**The problem**
Print every entry exactly as written.

--- Exercise inputs ---

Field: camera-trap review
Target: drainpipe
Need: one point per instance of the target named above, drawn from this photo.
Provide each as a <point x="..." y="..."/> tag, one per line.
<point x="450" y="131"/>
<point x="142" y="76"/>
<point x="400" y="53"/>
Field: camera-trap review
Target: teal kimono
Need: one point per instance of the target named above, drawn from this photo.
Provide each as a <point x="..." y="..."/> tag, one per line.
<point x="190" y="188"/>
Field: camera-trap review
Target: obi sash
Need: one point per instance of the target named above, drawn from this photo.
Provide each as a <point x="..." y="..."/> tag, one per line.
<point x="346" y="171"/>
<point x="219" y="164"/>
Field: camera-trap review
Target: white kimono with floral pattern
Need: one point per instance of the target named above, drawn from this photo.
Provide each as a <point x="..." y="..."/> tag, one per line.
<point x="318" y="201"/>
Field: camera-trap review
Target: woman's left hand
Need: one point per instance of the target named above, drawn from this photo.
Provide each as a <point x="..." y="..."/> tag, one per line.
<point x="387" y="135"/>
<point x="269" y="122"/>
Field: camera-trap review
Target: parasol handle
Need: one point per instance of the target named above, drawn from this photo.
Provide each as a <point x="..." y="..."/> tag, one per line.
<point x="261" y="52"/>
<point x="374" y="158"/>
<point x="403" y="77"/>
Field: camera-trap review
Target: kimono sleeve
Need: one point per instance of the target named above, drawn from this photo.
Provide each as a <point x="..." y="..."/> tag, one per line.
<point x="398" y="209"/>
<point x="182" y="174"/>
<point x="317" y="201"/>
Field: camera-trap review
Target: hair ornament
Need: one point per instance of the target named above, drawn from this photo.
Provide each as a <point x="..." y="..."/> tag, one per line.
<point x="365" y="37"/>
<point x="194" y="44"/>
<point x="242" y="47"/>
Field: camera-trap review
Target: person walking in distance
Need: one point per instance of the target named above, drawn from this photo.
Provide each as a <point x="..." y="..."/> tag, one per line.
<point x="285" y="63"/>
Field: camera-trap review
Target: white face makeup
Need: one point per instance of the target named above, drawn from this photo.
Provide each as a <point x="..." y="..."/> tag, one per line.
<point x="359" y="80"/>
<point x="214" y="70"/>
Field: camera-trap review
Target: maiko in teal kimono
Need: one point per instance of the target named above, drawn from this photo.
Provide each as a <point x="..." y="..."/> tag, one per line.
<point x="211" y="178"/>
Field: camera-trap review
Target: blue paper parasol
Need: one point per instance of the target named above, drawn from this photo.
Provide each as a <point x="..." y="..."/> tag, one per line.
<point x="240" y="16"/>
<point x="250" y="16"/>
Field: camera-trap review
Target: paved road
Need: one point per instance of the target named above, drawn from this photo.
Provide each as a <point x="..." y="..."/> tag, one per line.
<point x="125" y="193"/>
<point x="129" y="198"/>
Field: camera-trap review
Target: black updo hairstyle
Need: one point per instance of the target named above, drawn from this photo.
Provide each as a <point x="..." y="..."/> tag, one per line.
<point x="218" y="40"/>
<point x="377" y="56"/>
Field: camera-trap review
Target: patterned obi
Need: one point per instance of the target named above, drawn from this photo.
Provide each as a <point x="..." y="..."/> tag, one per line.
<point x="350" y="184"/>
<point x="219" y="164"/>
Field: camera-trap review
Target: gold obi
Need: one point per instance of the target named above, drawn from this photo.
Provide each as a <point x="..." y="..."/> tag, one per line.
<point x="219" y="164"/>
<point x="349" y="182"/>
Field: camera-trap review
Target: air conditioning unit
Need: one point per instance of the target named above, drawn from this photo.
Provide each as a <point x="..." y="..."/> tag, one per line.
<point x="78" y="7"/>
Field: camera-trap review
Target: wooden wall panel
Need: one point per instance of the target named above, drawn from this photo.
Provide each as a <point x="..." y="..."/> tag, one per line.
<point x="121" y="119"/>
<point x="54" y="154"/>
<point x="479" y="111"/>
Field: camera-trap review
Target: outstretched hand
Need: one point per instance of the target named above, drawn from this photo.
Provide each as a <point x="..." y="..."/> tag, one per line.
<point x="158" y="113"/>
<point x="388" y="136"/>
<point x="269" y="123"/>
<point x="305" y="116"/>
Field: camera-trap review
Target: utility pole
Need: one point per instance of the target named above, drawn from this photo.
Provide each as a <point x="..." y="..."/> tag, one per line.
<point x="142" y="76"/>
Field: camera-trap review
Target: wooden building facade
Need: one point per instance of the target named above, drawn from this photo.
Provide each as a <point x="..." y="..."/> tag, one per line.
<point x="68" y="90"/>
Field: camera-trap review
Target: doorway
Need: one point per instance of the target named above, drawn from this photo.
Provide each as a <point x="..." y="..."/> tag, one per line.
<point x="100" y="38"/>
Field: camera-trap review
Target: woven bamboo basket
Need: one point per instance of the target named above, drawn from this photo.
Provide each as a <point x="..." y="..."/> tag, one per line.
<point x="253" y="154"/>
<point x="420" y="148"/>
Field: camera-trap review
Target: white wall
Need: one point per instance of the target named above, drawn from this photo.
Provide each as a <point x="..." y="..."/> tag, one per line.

---

**Written answer**
Field: camera-trap review
Target: drainpipe
Need: one point per instance of the target named above, drawn from this photo.
Provide each as a <point x="..." y="..."/> tag, one per line.
<point x="450" y="131"/>
<point x="142" y="76"/>
<point x="400" y="53"/>
Field: camera-trap review
Target: teal kimono
Need: one point per instance of the target named above, drawn from this photo.
Provide each as a <point x="..." y="..."/> tag, one per line.
<point x="190" y="188"/>
Field: camera-trap review
Target: obi sash
Need: one point per instance of the target named above, drawn from this photo.
Provide each as a <point x="..." y="..."/> tag, one per line.
<point x="346" y="171"/>
<point x="219" y="164"/>
Field: camera-trap review
Target: white kimono with floral pattern
Need: one point per instance of the target named above, drawn from this photo.
Provide each as a <point x="..." y="..."/> tag, one per line.
<point x="318" y="201"/>
Field: camera-trap review
Target: woman's left hand
Need: one point per instance of the target named above, drawn from this photo.
Provide each as a <point x="..." y="..."/> tag, one per line.
<point x="387" y="135"/>
<point x="269" y="122"/>
Field: camera-trap review
Target: parasol handle
Need: one point per instance of the target named above, drawn from this photo.
Provide each as a <point x="..." y="..."/> tag, one per line.
<point x="261" y="52"/>
<point x="374" y="158"/>
<point x="403" y="77"/>
Field: camera-trap review
Target: kimono sleeve
Need: one point per instance of the target named above, drawn from this photo.
Provide each as a <point x="..." y="..."/> tag, one per line.
<point x="398" y="209"/>
<point x="182" y="174"/>
<point x="317" y="201"/>
Field: camera-trap review
Target: hair ornament
Need: one point per instance of the target named above, drawn from this photo.
Provide each as a <point x="..." y="..."/> tag, one per line.
<point x="365" y="37"/>
<point x="194" y="44"/>
<point x="242" y="47"/>
Field: camera-trap review
Target: person walking in distance
Need: one point per instance of the target named above, drawn from this photo.
Provide each as a <point x="..." y="..."/> tag, one per line.
<point x="285" y="63"/>
Field: camera-trap review
Target: white face makeup
Need: one point per instance of the target named above, drawn from this photo.
Provide each as a <point x="..." y="..."/> tag, one per line.
<point x="359" y="80"/>
<point x="214" y="70"/>
Field: camera-trap review
Target: maiko in teal kimono
Need: one point per instance of the target named above, drawn from this photo.
Provide each as a <point x="..." y="..."/> tag, one per line.
<point x="211" y="178"/>
Field: camera-trap review
Target: blue paper parasol
Need: one point per instance of the target named above, drawn from this photo.
Provide each as a <point x="..." y="..."/> tag, one per line.
<point x="240" y="16"/>
<point x="250" y="16"/>
Field: camera-trap review
Target: paved road
Need: one point per instance of the target named above, drawn from this photo.
Provide each as a <point x="..." y="..."/> tag, one per line.
<point x="125" y="193"/>
<point x="129" y="198"/>
Field: camera-trap review
Target: black updo hairstyle
Need: one point per instance of the target named above, drawn from this photo.
Provide each as a <point x="..." y="..."/> tag, one per line.
<point x="218" y="40"/>
<point x="377" y="56"/>
Field: camera-trap review
Target: patterned obi
Need: one point per instance of the target named above, drawn from this photo.
Provide each as a <point x="..." y="..."/> tag, one per line.
<point x="350" y="184"/>
<point x="219" y="164"/>
Field: camera-trap review
Target: gold obi
Need: one point per instance of the target named above, drawn from this photo.
Provide each as a <point x="..." y="..."/> tag, one per line.
<point x="219" y="164"/>
<point x="349" y="182"/>
Field: camera-trap review
Target: air conditioning unit
Need: one point per instance of the target named above, drawn from this photo.
Provide each as a <point x="..." y="..."/> tag, one per line.
<point x="78" y="7"/>
Field: camera-trap review
Target: wooden wall panel
Need: one point per instance of the target named above, drawn from this photo.
Provide each as a <point x="..." y="..."/> tag, one per line.
<point x="121" y="119"/>
<point x="54" y="154"/>
<point x="479" y="111"/>
Field: camera-trap review
Target: outstretched hand
Need: one point per instance of the target named above, drawn from this photo.
Provide each as a <point x="..." y="..."/> tag, one per line.
<point x="158" y="113"/>
<point x="388" y="136"/>
<point x="269" y="123"/>
<point x="305" y="116"/>
Field: camera-trap review
Target: utility pole
Need: one point per instance of the target named above, drawn from this photo.
Provide each as a <point x="..." y="..."/> tag, one per line.
<point x="142" y="76"/>
Field: camera-trap review
Target: wooden building facade
Need: one point per instance of the target named above, drawn from this photo.
Provide each as a <point x="..." y="..."/> tag, one per line.
<point x="68" y="90"/>
Field: camera-trap review
Target: doorway
Need: one point per instance of the target named above, drawn from this photo.
Provide each as a <point x="..." y="..."/> tag, one per line.
<point x="100" y="38"/>
Field: camera-trap review
Target: woven bamboo basket
Need: one point per instance of the target named above, drawn from this photo.
Provide each as a <point x="..." y="..."/> tag, one per line.
<point x="253" y="154"/>
<point x="420" y="148"/>
Field: camera-trap review
Target: white wall
Need: one point per instance of the target named above, drawn from this photo.
Provide each as a <point x="..." y="..."/> tag, one per line.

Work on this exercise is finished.